■ **Page text**
■ ■ ■

Welcome to the era of interactive complexity.

There are as many counterinsurgency theories as there are counterinsurgency theorists. But a common motif runs through the literature: in COIN, the center of gravity is the people. The counterinsurgency force fights among the people. The rest is the difference in approach, not intent. Going by the success rate of counterinsurgency efforts, it is equally true that this principle is well understood, but very difficult to apply operationally. The degree of difficulty is increased when an insurgent force also resorts to urban terrorism.

A strategy of terrorist strikes is the most effective tool in the kit of an insurgent-terrorist force and achieves multiple results. It makes counterinsurgency efforts look inadequate and raises questions about the use of force and its utility (“If military operations are going well, why do insurgents still have the capacity to attack?”). It creates a spectacle and makes the government look impotent. It also prolongs the conflict and, by doing that, induces mission fatigue in both the population and the counterinsurgency force. Urban terrorism instills fear among the population and puts pressure on the government to talk to the insurgent force, it highlights structural inadequacies (for instance, poor policing and institutional responses), and plays on political and ideological differences in society.

■ ■ ■

■ **Task instructions**
1. Rewrite the paragraph of the counterinsurgency passage that begins "A strategy of terrorist strikes" as a bulleted list, keeping its main facts.
2. In the counterinsurgency passage, list every effect that the sentence beginning "Urban terrorism instills fear" attributes to urban terrorism.

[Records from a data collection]
■ ■ ■

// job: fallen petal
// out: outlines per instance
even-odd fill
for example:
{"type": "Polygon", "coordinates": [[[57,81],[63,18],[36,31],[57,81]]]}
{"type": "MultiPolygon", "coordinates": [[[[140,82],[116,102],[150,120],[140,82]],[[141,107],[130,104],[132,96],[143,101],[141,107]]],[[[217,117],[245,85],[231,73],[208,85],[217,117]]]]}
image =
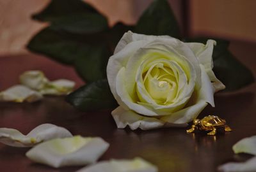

■ ■ ■

■ **Answers by task**
1.
- Terrorist strikes are the most effective tool of an insurgent-terrorist force and achieve multiple results.
- They make counterinsurgency efforts look inadequate and raise questions about the use of force and its utility.
- They create a spectacle and make the government look impotent.
- They prolong the conflict, inducing mission fatigue in both the population and the counterinsurgency force.
- Urban terrorism instills fear among the population and pressures the government to talk to the insurgent force.
- It highlights structural inadequacies, such as poor policing and institutional responses.
- It plays on political and ideological differences in society.

2.
- Instills fear among the population
- Puts pressure on the government to talk to the insurgent force
- Highlights structural inadequacies (for instance, poor policing and institutional responses)
- Plays on political and ideological differences in society